■ **Assignment**: Only the text is wanted; write out each record below exactly and exclude all pictures.

■ **Input data**:
* * * * * * * * *

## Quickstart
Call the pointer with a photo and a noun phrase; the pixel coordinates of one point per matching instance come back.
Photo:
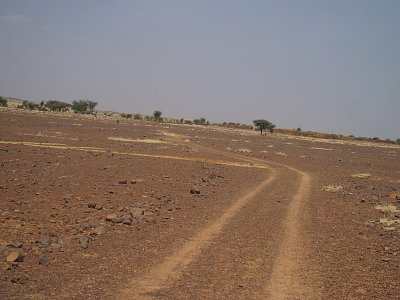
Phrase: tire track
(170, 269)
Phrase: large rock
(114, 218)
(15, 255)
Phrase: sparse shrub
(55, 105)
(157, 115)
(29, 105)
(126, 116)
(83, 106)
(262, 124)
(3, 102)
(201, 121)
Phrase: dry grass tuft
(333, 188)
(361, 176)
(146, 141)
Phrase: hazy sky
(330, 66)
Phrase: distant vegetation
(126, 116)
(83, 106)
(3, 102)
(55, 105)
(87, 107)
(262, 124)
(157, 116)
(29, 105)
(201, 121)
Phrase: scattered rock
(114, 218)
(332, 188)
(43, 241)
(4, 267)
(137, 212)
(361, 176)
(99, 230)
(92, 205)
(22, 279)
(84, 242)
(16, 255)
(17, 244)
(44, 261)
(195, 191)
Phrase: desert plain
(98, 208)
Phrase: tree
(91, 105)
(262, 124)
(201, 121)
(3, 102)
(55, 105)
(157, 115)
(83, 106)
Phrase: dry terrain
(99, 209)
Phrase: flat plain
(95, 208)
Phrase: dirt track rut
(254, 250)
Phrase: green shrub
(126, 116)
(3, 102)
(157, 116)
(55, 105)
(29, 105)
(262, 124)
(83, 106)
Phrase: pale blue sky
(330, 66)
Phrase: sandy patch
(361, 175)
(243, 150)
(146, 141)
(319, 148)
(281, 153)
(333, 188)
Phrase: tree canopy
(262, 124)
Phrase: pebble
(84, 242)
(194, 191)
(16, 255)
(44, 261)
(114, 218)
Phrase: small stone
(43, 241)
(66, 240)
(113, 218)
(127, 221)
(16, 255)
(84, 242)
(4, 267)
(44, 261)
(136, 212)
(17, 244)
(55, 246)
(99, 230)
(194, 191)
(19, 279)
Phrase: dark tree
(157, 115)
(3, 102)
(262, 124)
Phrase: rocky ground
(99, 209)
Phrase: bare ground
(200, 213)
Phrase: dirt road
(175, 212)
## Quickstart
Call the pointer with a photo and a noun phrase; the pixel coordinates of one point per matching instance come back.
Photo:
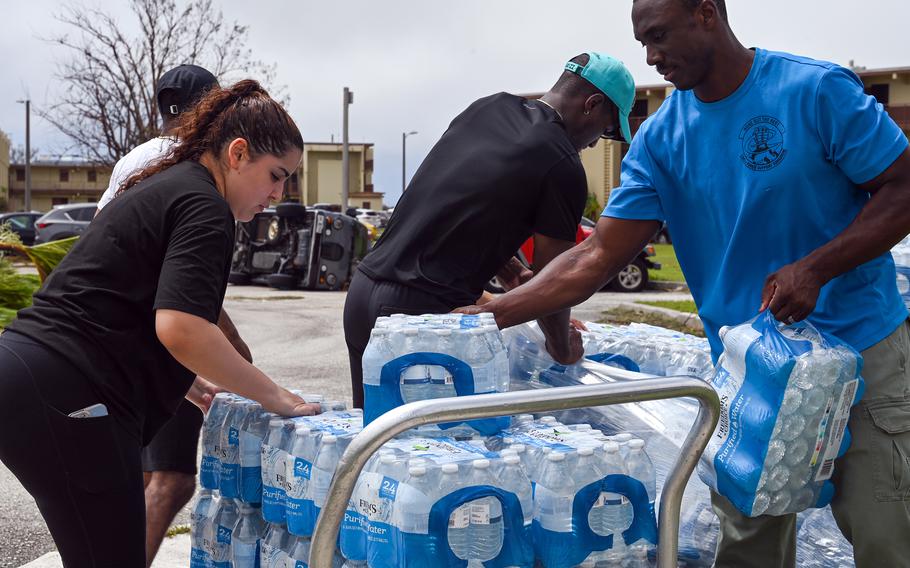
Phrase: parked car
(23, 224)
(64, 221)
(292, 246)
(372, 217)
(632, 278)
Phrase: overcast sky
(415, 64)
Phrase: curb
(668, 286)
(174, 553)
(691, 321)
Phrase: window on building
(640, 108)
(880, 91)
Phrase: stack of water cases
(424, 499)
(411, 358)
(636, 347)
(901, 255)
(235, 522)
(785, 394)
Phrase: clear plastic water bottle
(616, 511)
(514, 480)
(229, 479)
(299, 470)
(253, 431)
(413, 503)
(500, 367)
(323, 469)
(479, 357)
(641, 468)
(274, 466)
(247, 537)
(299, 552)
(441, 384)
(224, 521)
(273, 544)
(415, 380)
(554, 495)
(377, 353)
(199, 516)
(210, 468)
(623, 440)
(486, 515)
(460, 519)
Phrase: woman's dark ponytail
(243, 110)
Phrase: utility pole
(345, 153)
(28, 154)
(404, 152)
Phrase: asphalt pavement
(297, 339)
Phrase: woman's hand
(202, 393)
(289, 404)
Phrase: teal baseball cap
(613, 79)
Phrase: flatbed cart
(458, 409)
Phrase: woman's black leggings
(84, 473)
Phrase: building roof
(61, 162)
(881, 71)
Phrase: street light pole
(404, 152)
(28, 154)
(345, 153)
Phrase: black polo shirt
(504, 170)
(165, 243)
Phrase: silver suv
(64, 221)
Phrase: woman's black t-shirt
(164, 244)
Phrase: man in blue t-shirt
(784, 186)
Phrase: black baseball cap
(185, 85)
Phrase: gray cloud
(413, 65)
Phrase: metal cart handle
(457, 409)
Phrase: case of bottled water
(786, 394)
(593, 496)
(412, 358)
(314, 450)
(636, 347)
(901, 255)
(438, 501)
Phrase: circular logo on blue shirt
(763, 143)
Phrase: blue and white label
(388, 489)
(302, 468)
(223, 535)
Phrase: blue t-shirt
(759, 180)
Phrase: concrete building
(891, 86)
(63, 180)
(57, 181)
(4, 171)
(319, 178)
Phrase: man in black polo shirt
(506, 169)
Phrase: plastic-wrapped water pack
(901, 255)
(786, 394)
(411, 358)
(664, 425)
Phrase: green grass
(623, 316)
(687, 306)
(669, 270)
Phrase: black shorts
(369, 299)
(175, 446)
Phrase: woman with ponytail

* * * * * * * * *

■ **Result**:
## Quickstart
Call the pointer with a photo and a noun phrase; the pixel coordinates of one point per matching instance come back.
Photo:
Phrase: tire track
(170, 269)
Phrase: large rock
(114, 218)
(15, 255)
Phrase: sparse shrub
(55, 105)
(157, 115)
(29, 105)
(126, 116)
(83, 106)
(262, 124)
(3, 102)
(201, 121)
Phrase: dry grass tuft
(333, 188)
(361, 176)
(146, 141)
Phrase: hazy sky
(330, 66)
Phrase: distant vegetation
(126, 116)
(83, 106)
(3, 102)
(55, 105)
(87, 107)
(262, 124)
(157, 116)
(29, 105)
(201, 121)
Phrase: scattered rock
(114, 218)
(332, 188)
(43, 241)
(4, 267)
(137, 212)
(361, 176)
(99, 230)
(92, 205)
(22, 279)
(84, 242)
(16, 255)
(17, 244)
(44, 261)
(195, 191)
Phrase: desert plain
(98, 208)
Phrase: tree
(91, 105)
(262, 124)
(201, 121)
(3, 102)
(55, 105)
(157, 115)
(83, 106)
Phrase: dry terrain
(99, 209)
Phrase: flat plain
(95, 208)
Phrase: dirt track rut
(254, 250)
Phrase: green shrub
(126, 116)
(3, 102)
(157, 116)
(55, 105)
(29, 105)
(262, 124)
(83, 106)
Phrase: pale blue sky
(330, 66)
Phrase: sandy patch
(361, 175)
(243, 150)
(146, 141)
(319, 148)
(281, 153)
(333, 188)
Phrase: tree canopy
(262, 124)
Phrase: pebble
(84, 242)
(194, 191)
(16, 255)
(44, 261)
(114, 218)
Phrase: small stone
(43, 241)
(66, 240)
(113, 218)
(127, 221)
(16, 255)
(84, 242)
(4, 267)
(44, 261)
(136, 212)
(17, 244)
(55, 246)
(99, 230)
(194, 191)
(19, 279)
Phrase: dark tree
(157, 115)
(3, 102)
(262, 124)
Phrase: rocky ground
(99, 209)
Phrase: bare ground
(200, 213)
Phrase: dirt road
(175, 212)
## Quickstart
Call the pointer with a photo and a noun phrase; the pixel coordinates of one point per matching instance come back.
Photo:
Phrase: parked car
(23, 224)
(64, 221)
(292, 246)
(372, 217)
(632, 278)
Phrase: overcast sky
(415, 64)
Phrase: curb
(668, 286)
(174, 553)
(691, 321)
Phrase: window on building
(640, 108)
(880, 91)
Phrase: stack of water cases
(424, 499)
(411, 358)
(636, 347)
(901, 255)
(235, 522)
(785, 394)
Phrase: clear plastic water bottle
(616, 511)
(514, 480)
(229, 479)
(299, 470)
(253, 431)
(413, 503)
(500, 367)
(323, 469)
(479, 357)
(641, 468)
(274, 466)
(247, 537)
(299, 552)
(441, 384)
(224, 521)
(273, 544)
(415, 380)
(554, 495)
(377, 353)
(199, 516)
(210, 468)
(623, 440)
(486, 515)
(460, 519)
Phrase: woman's dark ponytail
(243, 110)
Phrase: utility pole
(345, 153)
(28, 154)
(404, 152)
Phrase: asphalt pavement
(297, 339)
Phrase: woman's hand
(202, 393)
(289, 404)
Phrase: teal baseball cap
(613, 79)
Phrase: flatbed cart
(458, 409)
Phrase: woman's black leggings
(84, 473)
Phrase: building roof
(61, 162)
(881, 71)
Phrase: street light pole
(404, 152)
(28, 154)
(345, 153)
Phrase: black polo shirt
(504, 170)
(165, 243)
Phrase: silver suv
(64, 221)
Phrase: woman's black t-shirt
(164, 244)
Phrase: man in blue t-shirt
(784, 186)
Phrase: black baseball cap
(185, 85)
Phrase: gray cloud
(413, 65)
Phrase: metal cart handle
(457, 409)
Phrase: case of bottled water
(786, 394)
(593, 496)
(412, 358)
(314, 450)
(636, 347)
(901, 255)
(438, 501)
Phrase: circular logo on blue shirt
(763, 143)
Phrase: blue and white label
(388, 489)
(302, 468)
(223, 535)
Phrase: blue t-shirt
(759, 180)
Phrase: concrete building
(891, 86)
(63, 180)
(57, 181)
(4, 171)
(319, 178)
Phrase: man in black polo shirt
(506, 169)
Phrase: plastic-wrapped water pack
(901, 255)
(786, 394)
(411, 358)
(664, 425)
Phrase: green grass
(623, 316)
(687, 306)
(669, 270)
Phrase: black shorts
(369, 299)
(175, 446)
Phrase: woman with ponytail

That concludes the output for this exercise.